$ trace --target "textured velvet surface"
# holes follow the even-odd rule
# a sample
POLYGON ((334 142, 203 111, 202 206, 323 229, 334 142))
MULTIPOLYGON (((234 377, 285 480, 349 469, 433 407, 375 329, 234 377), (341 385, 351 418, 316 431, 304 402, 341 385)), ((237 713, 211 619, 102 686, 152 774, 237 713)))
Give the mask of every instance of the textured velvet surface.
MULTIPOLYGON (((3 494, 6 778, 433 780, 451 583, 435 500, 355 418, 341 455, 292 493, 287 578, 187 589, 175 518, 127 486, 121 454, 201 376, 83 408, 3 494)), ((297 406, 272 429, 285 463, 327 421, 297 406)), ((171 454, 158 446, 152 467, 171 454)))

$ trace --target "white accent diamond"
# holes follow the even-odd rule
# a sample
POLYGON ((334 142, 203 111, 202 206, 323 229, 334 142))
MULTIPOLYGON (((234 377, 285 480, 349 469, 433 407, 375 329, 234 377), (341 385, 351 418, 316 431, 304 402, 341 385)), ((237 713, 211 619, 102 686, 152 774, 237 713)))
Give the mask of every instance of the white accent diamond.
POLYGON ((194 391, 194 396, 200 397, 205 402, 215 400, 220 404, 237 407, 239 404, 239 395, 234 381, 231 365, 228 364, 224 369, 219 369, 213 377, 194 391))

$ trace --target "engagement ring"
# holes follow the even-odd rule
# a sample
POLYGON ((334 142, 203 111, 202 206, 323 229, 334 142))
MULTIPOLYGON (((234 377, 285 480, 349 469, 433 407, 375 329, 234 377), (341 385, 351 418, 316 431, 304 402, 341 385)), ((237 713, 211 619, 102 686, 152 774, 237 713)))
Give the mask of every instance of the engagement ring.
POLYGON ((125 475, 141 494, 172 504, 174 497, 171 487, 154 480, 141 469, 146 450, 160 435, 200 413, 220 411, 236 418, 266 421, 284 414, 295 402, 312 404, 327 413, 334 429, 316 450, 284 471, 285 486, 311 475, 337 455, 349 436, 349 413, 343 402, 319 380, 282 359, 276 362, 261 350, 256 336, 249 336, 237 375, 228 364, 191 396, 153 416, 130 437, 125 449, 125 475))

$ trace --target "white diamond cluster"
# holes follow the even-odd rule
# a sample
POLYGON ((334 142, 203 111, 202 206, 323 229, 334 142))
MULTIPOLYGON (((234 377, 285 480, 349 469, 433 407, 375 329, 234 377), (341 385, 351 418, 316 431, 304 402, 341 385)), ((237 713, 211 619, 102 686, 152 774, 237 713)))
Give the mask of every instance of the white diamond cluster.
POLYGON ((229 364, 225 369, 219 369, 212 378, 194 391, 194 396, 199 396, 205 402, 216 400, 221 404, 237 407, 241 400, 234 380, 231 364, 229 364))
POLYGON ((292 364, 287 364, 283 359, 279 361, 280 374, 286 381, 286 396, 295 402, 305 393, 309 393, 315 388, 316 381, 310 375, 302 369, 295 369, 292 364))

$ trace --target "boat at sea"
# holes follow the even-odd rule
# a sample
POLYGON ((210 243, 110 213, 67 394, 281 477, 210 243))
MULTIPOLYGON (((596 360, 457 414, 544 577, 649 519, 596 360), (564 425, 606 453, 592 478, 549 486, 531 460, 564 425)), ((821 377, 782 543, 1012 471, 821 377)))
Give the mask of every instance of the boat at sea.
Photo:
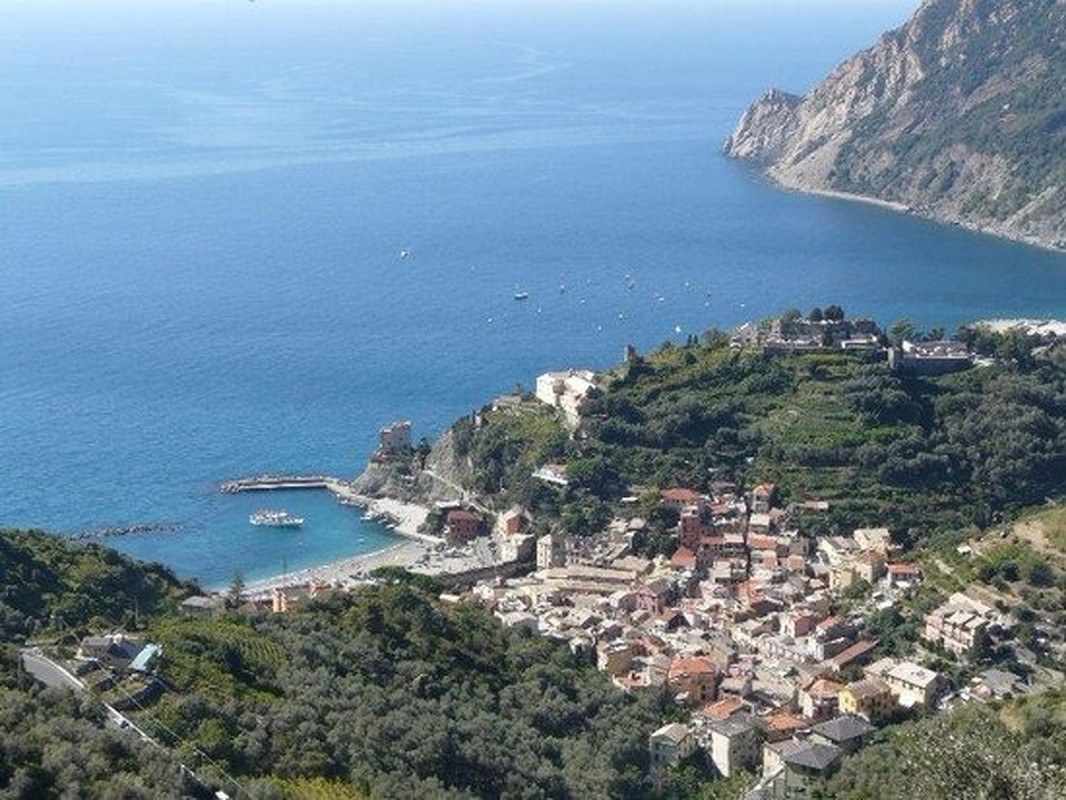
POLYGON ((268 528, 299 528, 303 525, 303 517, 298 517, 283 509, 260 508, 248 517, 248 521, 268 528))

▶ _Do this_: Reproduce the entries above line for line, beginning at their first line and stopping after the line that contains "POLYGON ((125 475, 141", with that line included.

▶ _Finished answer_:
$ trace --target "textured velvet surface"
# holes follow the even-odd rule
# a sample
POLYGON ((334 142, 203 111, 202 206, 323 229, 334 142))
MULTIPOLYGON (((234 377, 285 480, 349 469, 433 407, 375 329, 234 377), (341 385, 351 418, 316 431, 304 402, 341 385)), ((237 713, 211 619, 102 686, 152 774, 237 713)))
Give the mask of every instance of the textured velvet surface.
MULTIPOLYGON (((3 494, 6 778, 433 780, 451 583, 435 500, 355 418, 341 455, 292 493, 287 578, 187 589, 175 518, 127 486, 121 454, 201 376, 83 408, 3 494)), ((297 406, 272 429, 285 463, 327 421, 297 406)), ((171 454, 158 446, 152 467, 171 454)))

$ trace --target "white accent diamond"
# holes follow the even-odd rule
# a sample
POLYGON ((334 142, 203 111, 202 206, 323 229, 334 142))
MULTIPOLYGON (((234 377, 285 480, 349 469, 433 407, 375 329, 234 377), (341 385, 351 418, 316 431, 304 402, 341 385)), ((237 713, 211 619, 102 686, 152 774, 237 713)))
Give the mask of every instance of the white accent diamond.
POLYGON ((194 391, 194 396, 200 397, 205 402, 215 400, 220 404, 237 407, 239 404, 239 395, 234 381, 231 365, 228 364, 224 369, 219 369, 213 377, 194 391))

$ trace --target "engagement ring"
# holes follow the even-odd rule
# a sample
POLYGON ((334 142, 203 111, 202 206, 323 229, 334 142))
MULTIPOLYGON (((234 377, 285 480, 349 469, 433 407, 375 329, 234 377), (341 385, 351 418, 316 431, 304 402, 341 385)), ((237 713, 211 619, 102 686, 152 774, 237 713)))
Give the mask of every instance of the engagement ring.
POLYGON ((125 475, 141 494, 172 504, 174 497, 171 487, 154 480, 141 469, 146 450, 160 435, 200 413, 220 411, 236 418, 266 421, 284 414, 295 402, 312 404, 327 413, 334 429, 316 450, 284 471, 285 486, 311 475, 337 455, 349 436, 349 413, 343 402, 319 380, 282 359, 276 362, 261 350, 256 336, 249 336, 237 375, 228 364, 191 396, 153 416, 130 437, 125 449, 125 475))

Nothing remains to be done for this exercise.